[EXERCISE DETAILS] Extract the records verbatim from the line containing "Reviewer note: check that every instance of the black" through the end of the records, including both ends, and give only those lines.

[DATASET RECORDS]

=======

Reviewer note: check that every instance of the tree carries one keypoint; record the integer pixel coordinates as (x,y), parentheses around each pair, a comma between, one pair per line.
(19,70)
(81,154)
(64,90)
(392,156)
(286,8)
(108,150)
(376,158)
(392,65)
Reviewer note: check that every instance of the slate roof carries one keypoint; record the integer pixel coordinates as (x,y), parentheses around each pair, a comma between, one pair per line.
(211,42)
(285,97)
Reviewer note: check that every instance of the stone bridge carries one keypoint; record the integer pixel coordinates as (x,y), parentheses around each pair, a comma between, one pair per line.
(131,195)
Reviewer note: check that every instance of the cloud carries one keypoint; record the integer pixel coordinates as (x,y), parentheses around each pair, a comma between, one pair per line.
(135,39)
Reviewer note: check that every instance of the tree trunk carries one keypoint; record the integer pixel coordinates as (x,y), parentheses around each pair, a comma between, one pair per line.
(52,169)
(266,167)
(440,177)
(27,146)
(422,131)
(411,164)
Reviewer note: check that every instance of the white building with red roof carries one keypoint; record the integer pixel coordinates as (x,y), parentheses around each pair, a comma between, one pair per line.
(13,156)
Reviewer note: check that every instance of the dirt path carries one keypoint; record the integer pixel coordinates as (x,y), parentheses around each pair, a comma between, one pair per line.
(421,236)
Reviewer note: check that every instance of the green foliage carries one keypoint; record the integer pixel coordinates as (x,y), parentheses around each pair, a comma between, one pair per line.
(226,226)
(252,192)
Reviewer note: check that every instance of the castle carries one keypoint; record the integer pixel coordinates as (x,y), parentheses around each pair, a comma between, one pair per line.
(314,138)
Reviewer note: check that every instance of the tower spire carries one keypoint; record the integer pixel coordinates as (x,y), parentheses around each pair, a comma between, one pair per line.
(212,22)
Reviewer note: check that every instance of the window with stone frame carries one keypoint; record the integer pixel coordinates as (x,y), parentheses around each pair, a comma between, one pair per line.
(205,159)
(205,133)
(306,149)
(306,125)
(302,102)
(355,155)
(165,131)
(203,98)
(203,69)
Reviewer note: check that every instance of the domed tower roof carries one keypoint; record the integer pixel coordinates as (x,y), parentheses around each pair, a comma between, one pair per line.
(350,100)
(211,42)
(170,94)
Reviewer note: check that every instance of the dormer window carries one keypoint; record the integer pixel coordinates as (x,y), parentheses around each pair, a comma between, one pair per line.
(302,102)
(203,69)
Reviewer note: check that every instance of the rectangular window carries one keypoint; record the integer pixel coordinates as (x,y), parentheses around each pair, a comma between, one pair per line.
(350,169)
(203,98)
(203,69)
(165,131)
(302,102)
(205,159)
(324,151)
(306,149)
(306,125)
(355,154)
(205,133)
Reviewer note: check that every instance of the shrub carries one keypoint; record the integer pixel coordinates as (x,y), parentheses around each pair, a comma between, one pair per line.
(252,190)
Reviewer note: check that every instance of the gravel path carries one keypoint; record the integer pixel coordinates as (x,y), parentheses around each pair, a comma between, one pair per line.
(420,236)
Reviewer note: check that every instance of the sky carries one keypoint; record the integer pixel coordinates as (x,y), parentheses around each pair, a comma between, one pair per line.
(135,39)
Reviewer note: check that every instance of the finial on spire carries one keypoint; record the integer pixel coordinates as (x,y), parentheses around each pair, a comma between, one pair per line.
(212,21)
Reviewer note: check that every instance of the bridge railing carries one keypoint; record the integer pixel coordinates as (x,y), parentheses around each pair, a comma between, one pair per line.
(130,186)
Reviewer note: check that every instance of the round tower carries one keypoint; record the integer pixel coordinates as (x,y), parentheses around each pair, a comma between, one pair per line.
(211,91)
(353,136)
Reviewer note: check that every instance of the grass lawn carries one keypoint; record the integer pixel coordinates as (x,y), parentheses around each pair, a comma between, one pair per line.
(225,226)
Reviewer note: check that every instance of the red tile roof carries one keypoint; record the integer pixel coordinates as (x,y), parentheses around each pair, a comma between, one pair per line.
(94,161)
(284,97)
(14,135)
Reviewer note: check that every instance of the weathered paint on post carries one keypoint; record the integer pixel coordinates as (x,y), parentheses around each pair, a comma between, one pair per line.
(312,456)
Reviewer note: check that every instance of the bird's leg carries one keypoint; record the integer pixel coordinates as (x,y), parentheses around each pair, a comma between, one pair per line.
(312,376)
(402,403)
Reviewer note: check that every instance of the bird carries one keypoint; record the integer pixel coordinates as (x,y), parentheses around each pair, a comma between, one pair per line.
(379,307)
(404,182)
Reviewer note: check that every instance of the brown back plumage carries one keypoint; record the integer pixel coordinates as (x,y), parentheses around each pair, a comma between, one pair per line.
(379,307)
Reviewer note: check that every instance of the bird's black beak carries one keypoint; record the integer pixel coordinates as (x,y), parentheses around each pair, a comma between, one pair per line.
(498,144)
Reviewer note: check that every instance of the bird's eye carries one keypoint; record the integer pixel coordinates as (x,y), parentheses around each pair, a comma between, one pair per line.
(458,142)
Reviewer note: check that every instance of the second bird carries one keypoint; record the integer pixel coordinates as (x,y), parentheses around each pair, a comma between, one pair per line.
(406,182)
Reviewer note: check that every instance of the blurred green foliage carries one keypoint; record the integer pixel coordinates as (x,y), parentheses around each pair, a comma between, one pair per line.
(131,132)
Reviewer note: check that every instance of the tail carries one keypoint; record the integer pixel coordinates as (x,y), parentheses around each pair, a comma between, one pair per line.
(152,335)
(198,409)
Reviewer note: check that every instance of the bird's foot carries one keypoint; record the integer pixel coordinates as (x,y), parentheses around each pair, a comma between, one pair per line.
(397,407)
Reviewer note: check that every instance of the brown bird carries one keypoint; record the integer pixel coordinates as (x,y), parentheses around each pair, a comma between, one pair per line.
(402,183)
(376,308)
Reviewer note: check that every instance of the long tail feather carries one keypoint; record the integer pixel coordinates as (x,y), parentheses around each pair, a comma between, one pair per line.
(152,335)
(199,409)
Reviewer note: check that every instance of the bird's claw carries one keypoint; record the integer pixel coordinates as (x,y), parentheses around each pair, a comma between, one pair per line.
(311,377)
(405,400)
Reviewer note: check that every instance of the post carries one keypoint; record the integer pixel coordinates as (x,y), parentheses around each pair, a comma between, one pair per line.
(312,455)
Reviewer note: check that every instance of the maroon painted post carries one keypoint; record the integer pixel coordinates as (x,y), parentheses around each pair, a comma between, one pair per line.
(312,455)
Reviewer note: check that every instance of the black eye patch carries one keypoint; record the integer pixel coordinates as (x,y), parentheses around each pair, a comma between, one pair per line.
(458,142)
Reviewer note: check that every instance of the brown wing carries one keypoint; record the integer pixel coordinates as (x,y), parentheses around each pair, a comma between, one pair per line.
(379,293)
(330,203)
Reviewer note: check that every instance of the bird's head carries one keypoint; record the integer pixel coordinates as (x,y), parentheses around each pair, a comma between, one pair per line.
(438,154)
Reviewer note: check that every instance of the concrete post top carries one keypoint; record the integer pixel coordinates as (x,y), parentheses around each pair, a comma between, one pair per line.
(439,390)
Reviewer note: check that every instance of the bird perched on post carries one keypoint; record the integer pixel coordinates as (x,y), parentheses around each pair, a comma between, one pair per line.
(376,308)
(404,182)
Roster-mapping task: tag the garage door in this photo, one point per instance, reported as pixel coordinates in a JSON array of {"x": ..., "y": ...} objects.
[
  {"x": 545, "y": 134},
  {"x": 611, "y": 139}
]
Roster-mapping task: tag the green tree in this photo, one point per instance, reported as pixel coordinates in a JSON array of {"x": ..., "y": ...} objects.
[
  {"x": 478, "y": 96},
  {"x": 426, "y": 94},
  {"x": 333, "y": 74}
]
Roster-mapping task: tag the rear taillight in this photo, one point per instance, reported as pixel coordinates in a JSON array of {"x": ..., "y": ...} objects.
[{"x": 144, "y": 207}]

=======

[EXERCISE SOLUTION]
Reviewer note: check that every instance of the black eye patch carries one keypoint; record the integer pixel coordinates as (x,y), parentheses around each pair, a comma between, one pair per line.
(458,142)
Reviewer note: check that every instance of the brown wing carries one keypoint; record the integer pixel coordinates as (x,y), parentheses around each pair, a comma between, one pair per line.
(379,293)
(330,203)
Reviewer note: check that every instance of the bird's head carries one keypoint; record the integer pixel coordinates as (x,y), parentheses around each pair, a comma between, one pair per line.
(438,154)
Reviewer note: check that every instance of the concrete post top carries one keypoint; record the integer pixel coordinates as (x,y), parentheses around each pair, a comma between, one pair per line.
(439,390)
Reviewer note: check that every instance of the bird perched on post carries one keypoint; record the integer pixel coordinates as (x,y), parentheses around each pair, a comma between, one pair per line.
(376,308)
(404,182)
Roster-mapping task: tag the garage door in this photo, one point per instance, reported as pixel coordinates in a JSON array of {"x": ..., "y": ...} objects.
[
  {"x": 545, "y": 134},
  {"x": 611, "y": 139}
]
Roster-mapping task: tag the green tree in this photo, one point per instance, reported as pixel coordinates in a JSON array of {"x": ..., "y": ...} objects.
[
  {"x": 478, "y": 96},
  {"x": 426, "y": 94},
  {"x": 333, "y": 74}
]
Roster-mapping task: tag the rear taillight in this photo, one point per instance, reported as pixel coordinates in a JSON array of {"x": ..., "y": ...} objects.
[{"x": 144, "y": 207}]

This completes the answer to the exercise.